**Work to complete:**
Reproduce word for word the part of the NHS Covid-19 app passage starting at "Alerts notifying users" and ending at "500,000 each week.".

Test processes will aim to include a diverse range of participants, whose feedback will be used by Open Inclusion to help provide UKHSA with a “categorised, prioritised summary of areas of difficulty or delight”. Difficulties identified by users will then be “prioritised… for remediation with the product and design teams”.

The supplier will also be tasked with providing support for potential tweaks of the app, including “advice and inclusive perspectives for new design directions; proposed modifications or improvements; engagement in design meetings and review sessions; engagement in copy review sessions; [and] engagement in accessibility prioritisation and review sessions”.

Since being launched in September 2020, the NHS Covid-19 app has been downloaded nearly 31 million times. The technology has been used by citizens to check into venues – such as pubs and restaurants – more than 250 million times in total; at the peak of its usage in early summer 2021, the app was supporting in excess of 10 million check-ins per week.

Alerts notifying users that they may have been exposed to Covid-19 have reached as high as 700,000 a week. In the weeks immediately preceding the end of the government’s provision of free testing on 1 April, notifications were still topping 500,000 each week. 

But this figure has since dropped dramatically; the most recent data, for the week ending 25 May, reveals that fewer than 50,000 contact alerts were issued. 

Contracts are in place to support delivery of the app until the end of 2022, although it is not clear what the plans for the technology are beyond that, or whether it will remain in use.

**Source information:**
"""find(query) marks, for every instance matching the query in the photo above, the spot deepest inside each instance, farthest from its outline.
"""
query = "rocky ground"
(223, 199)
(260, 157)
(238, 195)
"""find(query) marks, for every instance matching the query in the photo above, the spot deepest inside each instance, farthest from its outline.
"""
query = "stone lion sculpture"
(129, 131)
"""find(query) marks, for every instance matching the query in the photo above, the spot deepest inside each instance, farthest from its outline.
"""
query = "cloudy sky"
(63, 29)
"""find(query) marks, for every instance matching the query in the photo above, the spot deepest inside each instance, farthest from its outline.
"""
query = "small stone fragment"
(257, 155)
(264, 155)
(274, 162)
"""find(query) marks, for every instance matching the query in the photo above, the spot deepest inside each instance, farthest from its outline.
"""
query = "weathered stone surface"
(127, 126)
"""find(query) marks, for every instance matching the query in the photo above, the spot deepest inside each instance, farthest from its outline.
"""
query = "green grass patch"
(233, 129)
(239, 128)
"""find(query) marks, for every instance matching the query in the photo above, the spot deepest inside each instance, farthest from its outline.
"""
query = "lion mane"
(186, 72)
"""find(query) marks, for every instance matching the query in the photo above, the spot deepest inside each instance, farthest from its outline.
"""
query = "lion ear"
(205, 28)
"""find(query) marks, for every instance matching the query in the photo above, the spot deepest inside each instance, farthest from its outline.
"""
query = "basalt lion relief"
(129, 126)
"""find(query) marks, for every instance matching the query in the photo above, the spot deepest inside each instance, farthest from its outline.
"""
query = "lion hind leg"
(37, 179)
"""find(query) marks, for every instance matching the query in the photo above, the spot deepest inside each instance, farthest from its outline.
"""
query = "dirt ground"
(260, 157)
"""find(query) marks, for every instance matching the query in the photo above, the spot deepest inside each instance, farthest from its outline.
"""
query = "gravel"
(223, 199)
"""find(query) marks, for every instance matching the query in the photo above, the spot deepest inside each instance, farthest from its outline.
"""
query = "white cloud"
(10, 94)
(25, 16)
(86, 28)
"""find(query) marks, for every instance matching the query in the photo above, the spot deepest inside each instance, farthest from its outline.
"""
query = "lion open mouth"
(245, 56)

**Response to this task:**
Alerts notifying users that they may have been exposed to Covid-19 have reached as high as 700,000 a week. In the weeks immediately preceding the end of the government’s provision of free testing on 1 April, notifications were still topping 500,000 each week.